» Data extract:
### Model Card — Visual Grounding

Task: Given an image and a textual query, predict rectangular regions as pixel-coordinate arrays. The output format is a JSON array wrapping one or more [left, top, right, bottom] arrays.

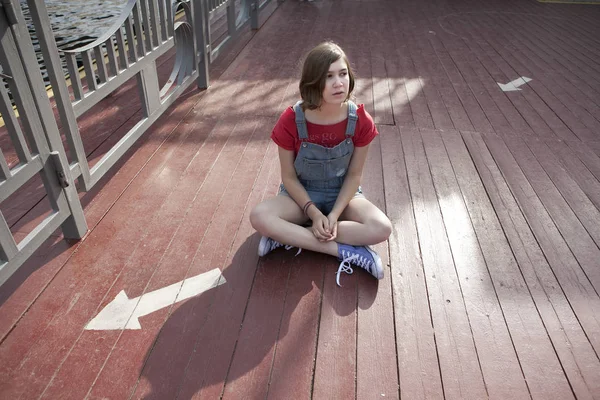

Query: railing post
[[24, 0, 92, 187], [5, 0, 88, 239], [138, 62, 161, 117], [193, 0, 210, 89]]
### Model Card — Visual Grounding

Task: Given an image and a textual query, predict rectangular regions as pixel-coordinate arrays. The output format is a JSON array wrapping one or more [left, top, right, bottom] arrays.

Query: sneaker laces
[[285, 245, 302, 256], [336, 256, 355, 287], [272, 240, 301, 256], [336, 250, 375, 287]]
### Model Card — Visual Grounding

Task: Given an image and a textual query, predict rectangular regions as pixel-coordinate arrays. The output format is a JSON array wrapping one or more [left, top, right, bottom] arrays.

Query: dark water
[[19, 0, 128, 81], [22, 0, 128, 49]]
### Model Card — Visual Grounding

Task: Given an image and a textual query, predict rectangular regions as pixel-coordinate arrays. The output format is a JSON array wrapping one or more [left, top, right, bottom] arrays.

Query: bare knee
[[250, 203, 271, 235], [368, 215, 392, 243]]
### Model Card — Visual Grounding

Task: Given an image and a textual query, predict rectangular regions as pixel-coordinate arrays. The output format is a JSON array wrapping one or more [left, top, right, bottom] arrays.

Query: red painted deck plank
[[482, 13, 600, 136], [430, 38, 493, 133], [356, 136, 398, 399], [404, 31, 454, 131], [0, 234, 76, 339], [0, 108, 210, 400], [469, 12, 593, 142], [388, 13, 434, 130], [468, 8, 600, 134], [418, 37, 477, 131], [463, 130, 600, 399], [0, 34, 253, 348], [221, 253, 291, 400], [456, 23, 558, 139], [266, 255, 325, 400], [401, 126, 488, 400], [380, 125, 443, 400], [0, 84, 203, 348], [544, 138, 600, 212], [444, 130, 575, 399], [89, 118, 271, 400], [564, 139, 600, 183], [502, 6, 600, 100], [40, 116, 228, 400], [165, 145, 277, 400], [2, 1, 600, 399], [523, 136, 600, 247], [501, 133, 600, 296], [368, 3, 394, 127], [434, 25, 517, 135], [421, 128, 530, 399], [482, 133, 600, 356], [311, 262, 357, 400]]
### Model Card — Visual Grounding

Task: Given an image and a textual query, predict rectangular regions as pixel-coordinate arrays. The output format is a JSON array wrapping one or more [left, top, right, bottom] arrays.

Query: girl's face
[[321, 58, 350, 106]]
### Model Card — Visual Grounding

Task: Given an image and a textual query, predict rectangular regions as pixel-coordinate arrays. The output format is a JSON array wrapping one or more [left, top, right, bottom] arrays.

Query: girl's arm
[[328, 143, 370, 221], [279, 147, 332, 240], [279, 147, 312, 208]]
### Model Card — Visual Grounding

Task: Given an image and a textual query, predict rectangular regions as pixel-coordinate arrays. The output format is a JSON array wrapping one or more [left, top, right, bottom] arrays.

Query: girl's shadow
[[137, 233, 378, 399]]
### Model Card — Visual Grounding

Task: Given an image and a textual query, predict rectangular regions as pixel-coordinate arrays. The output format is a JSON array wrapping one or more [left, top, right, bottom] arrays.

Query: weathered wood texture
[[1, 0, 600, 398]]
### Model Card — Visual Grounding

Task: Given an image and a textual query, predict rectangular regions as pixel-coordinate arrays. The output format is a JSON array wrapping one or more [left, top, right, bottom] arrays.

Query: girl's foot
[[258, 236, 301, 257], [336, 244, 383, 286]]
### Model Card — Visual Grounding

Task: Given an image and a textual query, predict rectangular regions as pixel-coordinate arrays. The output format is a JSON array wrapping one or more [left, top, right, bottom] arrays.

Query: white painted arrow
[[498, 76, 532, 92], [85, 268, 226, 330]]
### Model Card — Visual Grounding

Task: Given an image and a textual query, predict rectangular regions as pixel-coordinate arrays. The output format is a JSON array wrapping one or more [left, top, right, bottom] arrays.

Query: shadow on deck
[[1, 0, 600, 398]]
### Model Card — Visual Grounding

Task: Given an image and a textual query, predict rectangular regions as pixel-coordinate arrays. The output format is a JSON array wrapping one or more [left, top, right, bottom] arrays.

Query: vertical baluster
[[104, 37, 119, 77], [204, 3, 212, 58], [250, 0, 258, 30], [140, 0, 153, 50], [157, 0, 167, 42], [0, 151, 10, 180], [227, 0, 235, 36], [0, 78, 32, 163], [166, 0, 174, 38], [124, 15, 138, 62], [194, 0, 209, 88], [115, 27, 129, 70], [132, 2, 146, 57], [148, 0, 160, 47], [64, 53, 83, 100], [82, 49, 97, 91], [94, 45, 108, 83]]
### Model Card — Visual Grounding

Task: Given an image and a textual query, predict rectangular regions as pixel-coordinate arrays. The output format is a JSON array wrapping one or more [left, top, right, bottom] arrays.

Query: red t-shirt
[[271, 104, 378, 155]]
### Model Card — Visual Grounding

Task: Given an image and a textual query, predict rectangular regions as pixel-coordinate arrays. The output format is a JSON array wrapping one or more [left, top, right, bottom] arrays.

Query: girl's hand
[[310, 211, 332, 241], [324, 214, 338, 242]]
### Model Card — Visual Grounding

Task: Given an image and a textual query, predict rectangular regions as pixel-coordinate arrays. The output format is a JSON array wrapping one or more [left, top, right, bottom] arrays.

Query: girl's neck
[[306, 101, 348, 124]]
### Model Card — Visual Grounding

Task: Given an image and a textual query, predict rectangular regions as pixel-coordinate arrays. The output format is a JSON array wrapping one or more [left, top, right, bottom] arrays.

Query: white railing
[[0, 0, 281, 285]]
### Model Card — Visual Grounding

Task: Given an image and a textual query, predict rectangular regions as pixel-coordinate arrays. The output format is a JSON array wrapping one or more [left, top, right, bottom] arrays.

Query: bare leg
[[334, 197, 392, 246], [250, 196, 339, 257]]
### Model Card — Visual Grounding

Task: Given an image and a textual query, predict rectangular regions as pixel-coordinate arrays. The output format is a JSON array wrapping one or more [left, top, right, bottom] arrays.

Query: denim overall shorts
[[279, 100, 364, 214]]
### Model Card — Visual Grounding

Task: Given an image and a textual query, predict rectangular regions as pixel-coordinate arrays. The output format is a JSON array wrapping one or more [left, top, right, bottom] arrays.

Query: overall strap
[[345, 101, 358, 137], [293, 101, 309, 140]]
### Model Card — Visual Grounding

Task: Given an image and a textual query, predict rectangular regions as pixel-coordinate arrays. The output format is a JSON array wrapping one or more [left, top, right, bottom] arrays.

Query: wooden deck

» Task details:
Pictures are to be left out; the rest of the listing should be printed exactly.

» Completed exercise:
### Model Card — Visual Grounding

Task: Given an image and a textual query, predict rectangular regions as pixel-coordinate arrays. The output format is a JSON array wrapping one or more [left, top, right, bottom] arrays.


Query: railing post
[[24, 0, 92, 187], [5, 0, 88, 239], [138, 62, 161, 117], [193, 0, 210, 89]]
### Model Card — Visual Grounding

Task: Given an image and a textual query, predict rectangular regions as pixel-coordinate arrays. The output format is a JSON array wrapping one or more [left, top, right, bottom] arrays.

Query: sneaker laces
[[285, 245, 302, 256], [336, 256, 355, 287], [272, 240, 301, 256], [336, 250, 375, 287]]
### Model Card — Visual Grounding

Task: Given an image and a textual query, predict rectangular regions as pixel-coordinate arrays. The output format is a JSON array wrapping one or more [left, top, right, bottom] arrays.

Query: dark water
[[19, 0, 128, 81], [22, 0, 128, 49]]
### Model Card — Visual Grounding

Task: Given an image and a textual query, predict rectangular regions as pixel-coordinate arrays. The output format is a JSON array wrapping one or more [left, top, right, bottom] arrays.

Query: bare knee
[[250, 203, 271, 235], [368, 215, 392, 243]]
### Model Card — Visual Grounding

Task: Given an image and a textual query, predict rectangular regions as pixel-coordinate arrays. The output format is a JSON array wrapping one or more [left, top, right, bottom] arrays.

Query: red painted deck plank
[[482, 13, 600, 136], [430, 38, 493, 133], [356, 136, 398, 399], [404, 31, 454, 131], [0, 234, 76, 339], [0, 108, 210, 400], [469, 12, 593, 142], [388, 13, 434, 130], [468, 8, 600, 134], [418, 37, 477, 131], [463, 130, 600, 399], [0, 34, 253, 348], [221, 253, 291, 400], [456, 23, 558, 139], [266, 255, 325, 400], [401, 126, 488, 400], [380, 125, 443, 400], [0, 84, 203, 348], [544, 138, 600, 212], [444, 130, 575, 399], [89, 118, 271, 400], [564, 139, 600, 183], [502, 6, 600, 100], [40, 116, 228, 400], [165, 145, 277, 400], [2, 1, 600, 399], [523, 136, 600, 247], [501, 133, 600, 296], [368, 3, 394, 127], [434, 25, 517, 135], [421, 128, 530, 399], [482, 133, 600, 356], [311, 262, 357, 400]]
### Model Card — Visual Grounding

Task: Given an image and a textual query, predict rectangular regions as pixel-coordinate arrays. The output format is a JSON array wrapping one or more [left, top, right, bottom] arrays.

Query: girl's face
[[321, 58, 350, 106]]
### Model Card — Visual Grounding

Task: Given an image and a textual query, predict rectangular regions as pixel-coordinate arrays. The output format is a JSON array wrapping one or more [left, top, right, bottom] arrays.

Query: girl's arm
[[328, 143, 370, 221], [279, 147, 332, 240], [279, 147, 312, 208]]
### Model Card — Visual Grounding

Task: Given an image and a textual query, predict rectangular regions as pixel-coordinate arrays. The output format is a JSON array wrapping one or more [left, top, right, bottom] arrays.

Query: girl's shadow
[[137, 233, 378, 399]]
### Model Card — Visual Grounding

Task: Given an image and a textual query, predict rectangular regions as pixel-coordinate arrays. The output format is a JSON array wrapping one or more [left, top, right, bottom] arrays.

Query: weathered wood texture
[[1, 0, 600, 398]]
### Model Card — Visual Grounding

Task: Given an image and a textual query, predict rectangular regions as pixel-coordinate arrays. The output format is a JSON array wrapping one or more [left, top, right, bottom] arrays.

Query: girl's foot
[[258, 236, 301, 257], [336, 244, 383, 286]]
### Model Card — Visual Grounding

Task: Given an image and a textual query, predict rectangular regions as pixel-coordinate arrays. The output format is a JSON array wrapping one or more [left, top, right, bottom] arrays.

Query: white painted arrow
[[498, 76, 532, 92], [85, 268, 226, 330]]
### Model Card — Visual Grounding

Task: Given an image and a textual query, predict rectangular regions as pixel-coordinate arrays. The output format is a JSON array wrapping one or more [left, top, right, bottom] arrays.

Query: shadow on deck
[[1, 0, 600, 398]]
### Model Card — Visual Grounding

Task: Given an image and a textual query, predict rectangular regions as pixel-coordinate arrays. The output format is a JSON array wrapping one or more [left, top, right, bottom] arrays.

Query: vertical baluster
[[104, 37, 119, 77], [204, 3, 212, 58], [250, 0, 258, 30], [140, 0, 153, 50], [157, 0, 167, 42], [0, 151, 10, 180], [227, 0, 235, 36], [0, 78, 32, 163], [166, 0, 174, 38], [124, 15, 138, 62], [194, 0, 209, 88], [115, 27, 129, 70], [132, 2, 146, 57], [148, 0, 160, 47], [64, 53, 83, 100], [82, 49, 97, 91], [94, 45, 108, 83]]
### Model Card — Visual Grounding

Task: Given an image and a textual query, predict rectangular regions as pixel-coordinate arrays. The output format is a JSON array wrapping one or more [left, top, right, bottom] arrays.

Query: red t-shirt
[[271, 104, 378, 155]]
### Model Card — Visual Grounding

Task: Given an image and a textual query, predict rectangular regions as pixel-coordinate arrays. The output format is a JSON array wrapping one or more [left, top, right, bottom] arrays.

Query: girl's hand
[[310, 211, 332, 241], [324, 214, 338, 242]]
### Model Card — Visual Grounding

Task: Given an image and a textual query, predict rectangular regions as pixel-coordinate arrays. The output format is a JSON array wrapping one or more [left, top, right, bottom] arrays.

Query: girl's neck
[[306, 101, 348, 124]]
### Model Card — Visual Grounding

Task: Given an image and a textual query, predict rectangular regions as pixel-coordinate arrays. The output format is a JSON array wrapping one or more [left, top, right, bottom] arrays.

Query: white railing
[[0, 0, 281, 285]]
### Model Card — Visual Grounding

Task: Given an image and a textual query, predict rectangular regions as pixel-coordinate arrays. The output format is a JSON array wrapping one or more [left, top, right, bottom] arrays.

Query: bare leg
[[334, 197, 392, 246], [250, 196, 339, 257]]
### Model Card — Visual Grounding

Task: Given an image and a textual query, predict rectangular regions as pixel-coordinate arrays. The output format is a JSON array wrapping one or more [left, top, right, bottom] arrays.

Query: denim overall shorts
[[279, 100, 364, 214]]
### Model Card — Visual Grounding

Task: Given an image and a textual query, predict rectangular regions as pixel-coordinate arrays. The output format is a JSON array wrapping one or more [left, top, right, bottom] arrays.

Query: overall strap
[[345, 101, 358, 137], [293, 101, 309, 140]]
### Model Card — Visual Grounding

Task: Given an image and a textual query, predict rectangular regions as pixel-coordinate arrays. The output format is a JSON array wrapping one or more [left, top, right, bottom] arrays.

Query: wooden deck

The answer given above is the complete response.